Task
Report every line in the data below that contains the word "closet", copying each such line in full.

Records from a collection of data
########
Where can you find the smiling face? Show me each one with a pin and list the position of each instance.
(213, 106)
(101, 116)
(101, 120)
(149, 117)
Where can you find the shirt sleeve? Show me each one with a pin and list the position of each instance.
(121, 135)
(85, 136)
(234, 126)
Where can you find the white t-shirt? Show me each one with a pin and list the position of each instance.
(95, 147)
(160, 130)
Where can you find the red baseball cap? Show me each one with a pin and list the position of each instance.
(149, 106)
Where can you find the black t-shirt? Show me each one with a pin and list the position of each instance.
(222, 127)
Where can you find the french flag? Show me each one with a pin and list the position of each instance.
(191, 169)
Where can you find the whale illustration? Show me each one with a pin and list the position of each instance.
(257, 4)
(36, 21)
########
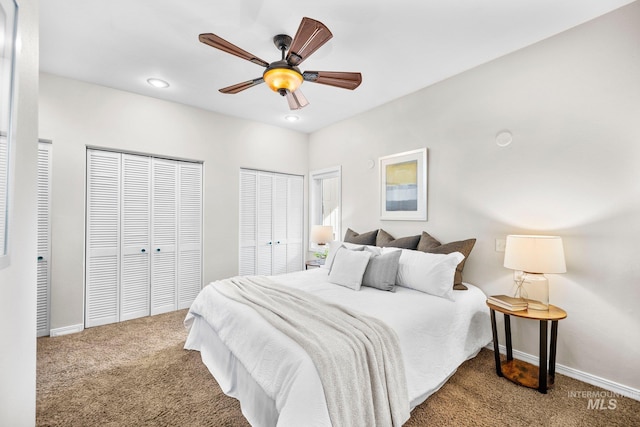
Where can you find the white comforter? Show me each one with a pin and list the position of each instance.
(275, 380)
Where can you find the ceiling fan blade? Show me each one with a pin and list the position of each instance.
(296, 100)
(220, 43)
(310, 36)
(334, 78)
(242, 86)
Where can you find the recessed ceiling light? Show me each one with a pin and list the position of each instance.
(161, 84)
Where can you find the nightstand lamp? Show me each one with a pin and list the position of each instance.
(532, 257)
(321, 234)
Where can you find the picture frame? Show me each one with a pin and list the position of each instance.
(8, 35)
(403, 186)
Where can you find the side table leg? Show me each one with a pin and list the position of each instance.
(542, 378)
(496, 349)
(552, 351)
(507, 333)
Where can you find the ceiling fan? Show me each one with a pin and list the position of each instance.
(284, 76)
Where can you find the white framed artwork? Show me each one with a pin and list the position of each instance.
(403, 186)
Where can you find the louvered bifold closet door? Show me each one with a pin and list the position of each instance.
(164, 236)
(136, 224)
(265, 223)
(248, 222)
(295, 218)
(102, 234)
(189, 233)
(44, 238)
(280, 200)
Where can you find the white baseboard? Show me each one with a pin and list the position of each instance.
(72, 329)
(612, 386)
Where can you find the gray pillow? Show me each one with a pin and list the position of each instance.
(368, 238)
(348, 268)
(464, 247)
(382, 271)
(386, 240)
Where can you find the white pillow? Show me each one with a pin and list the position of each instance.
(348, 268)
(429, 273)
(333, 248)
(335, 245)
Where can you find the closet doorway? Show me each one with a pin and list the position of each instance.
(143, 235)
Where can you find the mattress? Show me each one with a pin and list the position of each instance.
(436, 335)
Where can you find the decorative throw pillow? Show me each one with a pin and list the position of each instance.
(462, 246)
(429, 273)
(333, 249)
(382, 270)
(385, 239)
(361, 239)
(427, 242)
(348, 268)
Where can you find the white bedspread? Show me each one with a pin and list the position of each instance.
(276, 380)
########
Task solution
Where can you find the louvered bifold closet door? Show me each one with a pin and list the position of each instance.
Where can you find the closet doorway? Show me each one with a pin and list the position of each instance.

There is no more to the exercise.